■ **Description of the task**
Every line containing the word "flower" is to be copied from the data below.

Dataset items
----------------
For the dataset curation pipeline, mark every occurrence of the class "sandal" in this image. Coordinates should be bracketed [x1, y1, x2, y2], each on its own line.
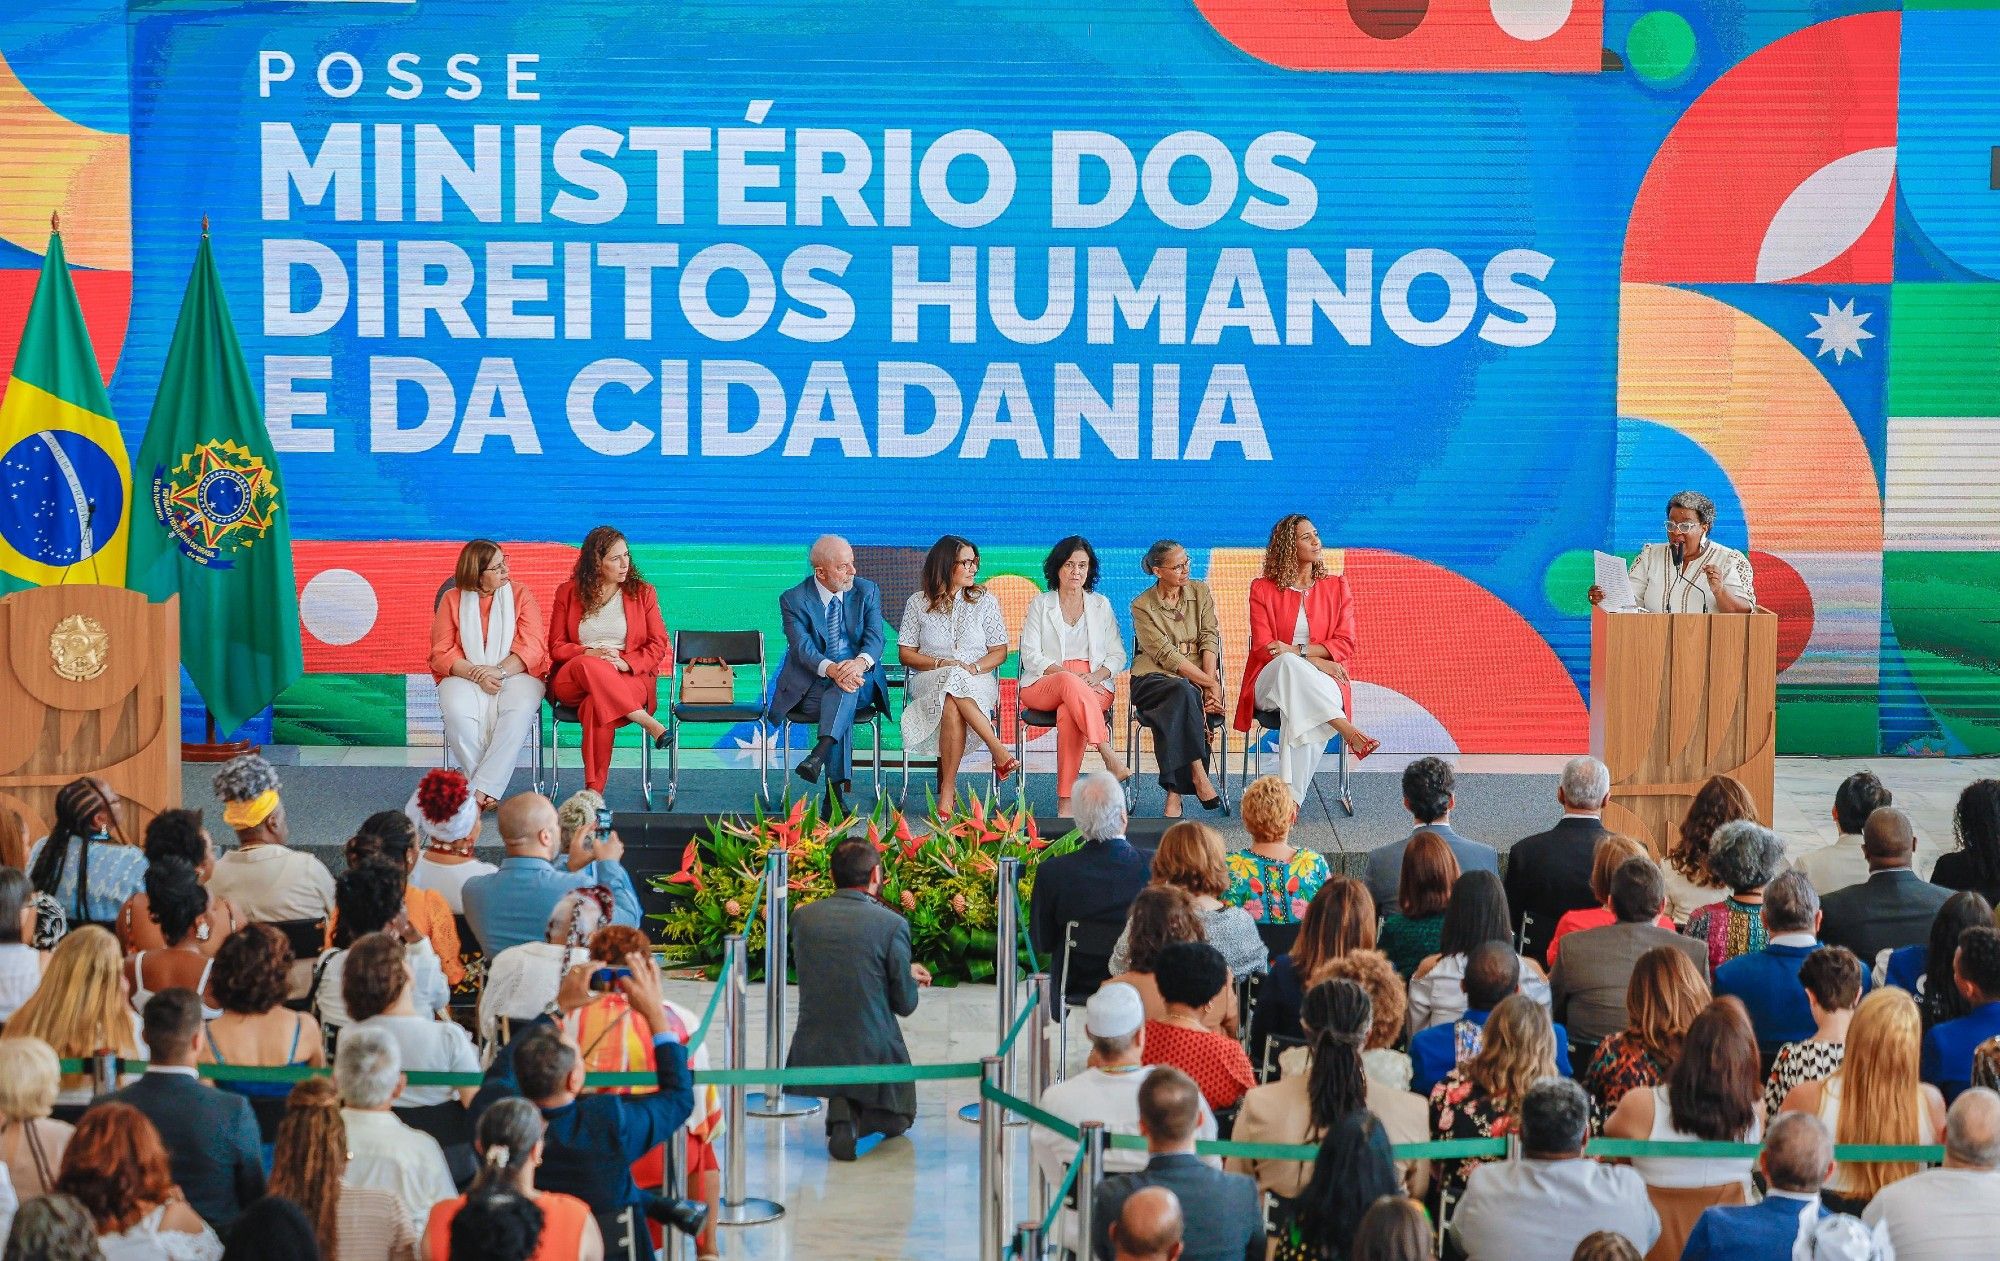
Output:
[994, 756, 1021, 783]
[1349, 733, 1380, 761]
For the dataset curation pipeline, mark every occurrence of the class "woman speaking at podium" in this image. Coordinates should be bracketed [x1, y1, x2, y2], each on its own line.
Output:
[1589, 491, 1757, 613]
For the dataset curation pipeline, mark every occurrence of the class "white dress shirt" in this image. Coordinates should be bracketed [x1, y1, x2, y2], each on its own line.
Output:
[342, 1107, 457, 1234]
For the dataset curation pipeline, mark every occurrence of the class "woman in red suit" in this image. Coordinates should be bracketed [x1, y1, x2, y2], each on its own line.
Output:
[1234, 514, 1378, 804]
[547, 525, 673, 793]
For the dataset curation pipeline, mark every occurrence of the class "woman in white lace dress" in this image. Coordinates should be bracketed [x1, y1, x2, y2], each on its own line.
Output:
[55, 1102, 222, 1261]
[897, 535, 1016, 808]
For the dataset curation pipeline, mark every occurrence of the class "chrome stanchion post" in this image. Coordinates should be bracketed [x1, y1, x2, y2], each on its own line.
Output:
[962, 856, 1024, 1123]
[747, 849, 820, 1117]
[716, 934, 784, 1227]
[1014, 1222, 1045, 1261]
[1073, 1121, 1106, 1261]
[1024, 970, 1054, 1223]
[978, 1055, 1008, 1261]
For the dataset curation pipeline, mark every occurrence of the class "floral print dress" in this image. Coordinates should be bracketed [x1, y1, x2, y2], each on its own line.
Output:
[1428, 1069, 1520, 1208]
[1225, 848, 1330, 924]
[1581, 1031, 1669, 1112]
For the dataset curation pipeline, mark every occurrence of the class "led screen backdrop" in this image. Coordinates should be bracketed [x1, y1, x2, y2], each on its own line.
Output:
[0, 0, 1995, 758]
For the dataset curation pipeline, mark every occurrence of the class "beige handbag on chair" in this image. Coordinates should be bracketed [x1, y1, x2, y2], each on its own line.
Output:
[680, 658, 735, 704]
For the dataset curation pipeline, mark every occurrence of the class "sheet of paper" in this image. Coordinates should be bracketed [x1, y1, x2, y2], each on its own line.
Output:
[1594, 551, 1639, 611]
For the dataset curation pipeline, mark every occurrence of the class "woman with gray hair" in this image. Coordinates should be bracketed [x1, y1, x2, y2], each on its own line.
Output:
[421, 1098, 603, 1260]
[476, 885, 614, 1056]
[1682, 820, 1790, 972]
[1589, 490, 1757, 614]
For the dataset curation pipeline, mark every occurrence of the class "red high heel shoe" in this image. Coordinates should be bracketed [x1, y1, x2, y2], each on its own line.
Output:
[994, 756, 1021, 782]
[1349, 734, 1380, 761]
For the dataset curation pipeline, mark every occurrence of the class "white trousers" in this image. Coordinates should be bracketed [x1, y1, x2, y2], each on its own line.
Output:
[1253, 653, 1345, 804]
[438, 673, 545, 799]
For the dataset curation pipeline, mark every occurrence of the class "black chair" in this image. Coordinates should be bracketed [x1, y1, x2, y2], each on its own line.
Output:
[1057, 917, 1128, 1007]
[1256, 921, 1301, 960]
[397, 1099, 477, 1189]
[1242, 707, 1352, 817]
[1123, 640, 1231, 815]
[879, 663, 1003, 805]
[1236, 971, 1263, 1055]
[453, 913, 482, 959]
[1013, 687, 1116, 811]
[1260, 1032, 1306, 1083]
[776, 682, 894, 804]
[269, 918, 327, 962]
[663, 629, 771, 808]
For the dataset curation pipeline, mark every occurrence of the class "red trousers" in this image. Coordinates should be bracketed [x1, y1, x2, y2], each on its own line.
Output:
[551, 655, 654, 791]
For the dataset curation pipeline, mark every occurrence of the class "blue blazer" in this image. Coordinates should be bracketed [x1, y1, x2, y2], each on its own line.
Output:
[1922, 1000, 2000, 1101]
[1715, 941, 1869, 1052]
[1681, 1193, 1827, 1261]
[767, 576, 888, 721]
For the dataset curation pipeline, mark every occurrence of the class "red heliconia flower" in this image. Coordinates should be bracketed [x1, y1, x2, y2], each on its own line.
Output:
[968, 795, 985, 827]
[866, 820, 885, 851]
[1024, 814, 1040, 843]
[666, 841, 703, 892]
[894, 813, 916, 845]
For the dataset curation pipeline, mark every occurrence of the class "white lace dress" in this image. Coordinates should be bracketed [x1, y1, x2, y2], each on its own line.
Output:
[897, 591, 1008, 758]
[98, 1205, 223, 1261]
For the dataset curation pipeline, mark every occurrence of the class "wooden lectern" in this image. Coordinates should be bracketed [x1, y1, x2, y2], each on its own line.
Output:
[0, 586, 181, 866]
[1590, 607, 1777, 856]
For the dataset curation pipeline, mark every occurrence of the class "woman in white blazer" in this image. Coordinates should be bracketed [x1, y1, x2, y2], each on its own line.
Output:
[1019, 537, 1133, 812]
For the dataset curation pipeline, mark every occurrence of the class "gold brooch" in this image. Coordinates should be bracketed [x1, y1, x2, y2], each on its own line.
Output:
[49, 613, 109, 682]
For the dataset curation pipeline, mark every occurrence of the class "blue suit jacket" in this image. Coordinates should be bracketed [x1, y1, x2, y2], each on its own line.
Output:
[767, 576, 888, 721]
[1681, 1193, 1827, 1261]
[1922, 1000, 2000, 1101]
[1715, 941, 1870, 1052]
[1410, 1005, 1572, 1098]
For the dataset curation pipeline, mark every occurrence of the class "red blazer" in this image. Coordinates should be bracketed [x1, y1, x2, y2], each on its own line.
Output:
[1234, 575, 1356, 731]
[547, 579, 673, 696]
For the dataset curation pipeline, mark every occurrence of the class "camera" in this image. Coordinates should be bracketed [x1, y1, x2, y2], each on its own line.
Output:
[643, 1193, 710, 1238]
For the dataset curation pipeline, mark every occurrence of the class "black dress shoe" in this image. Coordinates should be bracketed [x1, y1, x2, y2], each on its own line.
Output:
[795, 747, 826, 784]
[653, 728, 671, 750]
[1199, 794, 1223, 811]
[827, 1097, 857, 1161]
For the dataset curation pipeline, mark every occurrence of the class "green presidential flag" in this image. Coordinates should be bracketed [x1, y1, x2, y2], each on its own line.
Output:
[128, 232, 301, 733]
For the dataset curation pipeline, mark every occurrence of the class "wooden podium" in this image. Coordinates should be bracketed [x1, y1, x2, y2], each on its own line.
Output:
[1589, 607, 1777, 856]
[0, 586, 181, 867]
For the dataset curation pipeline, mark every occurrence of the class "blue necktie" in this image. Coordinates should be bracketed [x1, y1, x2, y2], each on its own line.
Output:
[828, 595, 848, 659]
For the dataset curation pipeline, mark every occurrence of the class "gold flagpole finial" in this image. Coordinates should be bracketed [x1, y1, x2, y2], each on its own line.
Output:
[202, 214, 210, 237]
[50, 210, 59, 233]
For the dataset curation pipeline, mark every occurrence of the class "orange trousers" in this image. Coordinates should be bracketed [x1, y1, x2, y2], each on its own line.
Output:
[1018, 660, 1113, 797]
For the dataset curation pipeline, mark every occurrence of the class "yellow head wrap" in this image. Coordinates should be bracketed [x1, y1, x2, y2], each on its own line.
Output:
[221, 790, 279, 831]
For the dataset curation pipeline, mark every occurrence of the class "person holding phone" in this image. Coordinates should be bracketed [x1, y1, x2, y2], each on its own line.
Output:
[462, 792, 639, 958]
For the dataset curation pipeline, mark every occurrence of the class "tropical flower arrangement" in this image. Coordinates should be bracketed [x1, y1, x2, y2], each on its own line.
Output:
[651, 791, 1081, 986]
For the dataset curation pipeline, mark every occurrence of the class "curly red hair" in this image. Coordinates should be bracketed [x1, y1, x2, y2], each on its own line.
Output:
[415, 768, 471, 823]
[55, 1102, 177, 1233]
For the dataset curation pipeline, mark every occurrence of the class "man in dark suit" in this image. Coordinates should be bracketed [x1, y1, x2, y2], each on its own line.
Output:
[1504, 756, 1613, 964]
[1714, 871, 1866, 1054]
[1681, 1112, 1833, 1261]
[1091, 1067, 1262, 1261]
[767, 535, 889, 803]
[99, 987, 264, 1232]
[1820, 806, 1952, 968]
[1028, 772, 1152, 969]
[1551, 857, 1710, 1046]
[789, 837, 927, 1160]
[1365, 757, 1499, 909]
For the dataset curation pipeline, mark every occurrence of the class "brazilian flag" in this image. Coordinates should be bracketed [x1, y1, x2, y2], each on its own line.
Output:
[0, 227, 130, 593]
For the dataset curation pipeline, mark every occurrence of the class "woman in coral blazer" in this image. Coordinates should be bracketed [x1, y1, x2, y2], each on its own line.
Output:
[547, 526, 672, 793]
[1234, 514, 1377, 803]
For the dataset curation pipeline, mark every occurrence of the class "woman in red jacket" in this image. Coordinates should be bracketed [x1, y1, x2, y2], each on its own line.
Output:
[547, 526, 672, 793]
[1234, 514, 1377, 803]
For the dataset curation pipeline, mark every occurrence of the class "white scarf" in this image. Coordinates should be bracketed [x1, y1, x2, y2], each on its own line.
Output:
[460, 582, 516, 667]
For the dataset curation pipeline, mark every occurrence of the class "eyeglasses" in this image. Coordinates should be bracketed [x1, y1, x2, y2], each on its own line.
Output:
[1664, 521, 1704, 534]
[956, 558, 980, 569]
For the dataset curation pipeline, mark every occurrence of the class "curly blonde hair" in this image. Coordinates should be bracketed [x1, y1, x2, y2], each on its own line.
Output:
[557, 789, 606, 847]
[1261, 514, 1327, 585]
[1239, 776, 1298, 846]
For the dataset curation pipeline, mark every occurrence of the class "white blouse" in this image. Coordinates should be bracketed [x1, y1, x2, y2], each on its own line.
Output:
[1628, 540, 1756, 613]
[1018, 590, 1126, 682]
[577, 597, 628, 649]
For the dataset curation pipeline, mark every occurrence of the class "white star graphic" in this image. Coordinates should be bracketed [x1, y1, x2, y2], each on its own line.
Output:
[1806, 298, 1875, 365]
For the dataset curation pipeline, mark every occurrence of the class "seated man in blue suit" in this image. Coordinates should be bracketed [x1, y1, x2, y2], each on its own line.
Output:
[1923, 925, 2000, 1101]
[768, 535, 888, 803]
[1681, 1111, 1832, 1261]
[1411, 941, 1570, 1097]
[1714, 871, 1868, 1055]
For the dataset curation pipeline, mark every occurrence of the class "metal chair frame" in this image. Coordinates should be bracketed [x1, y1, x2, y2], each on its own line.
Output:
[542, 695, 660, 808]
[1012, 683, 1116, 811]
[662, 629, 772, 809]
[775, 694, 892, 804]
[884, 663, 1006, 806]
[1240, 707, 1352, 816]
[1121, 641, 1231, 815]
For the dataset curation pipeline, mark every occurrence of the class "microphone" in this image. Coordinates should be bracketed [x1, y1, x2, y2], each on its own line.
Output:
----------------
■ **Task answer**
For the dataset curation pipeline, mark every occurrence of the class "red heliconia flower" in this image. Coordinates should be bracketed [x1, y1, x2, y2], each on its own line.
For the dataset curation pipeline, mark every occurrence of the class "tropical flower arrangement" in this image. Coordinates should be bracketed [x1, y1, x2, y2], each on its own line.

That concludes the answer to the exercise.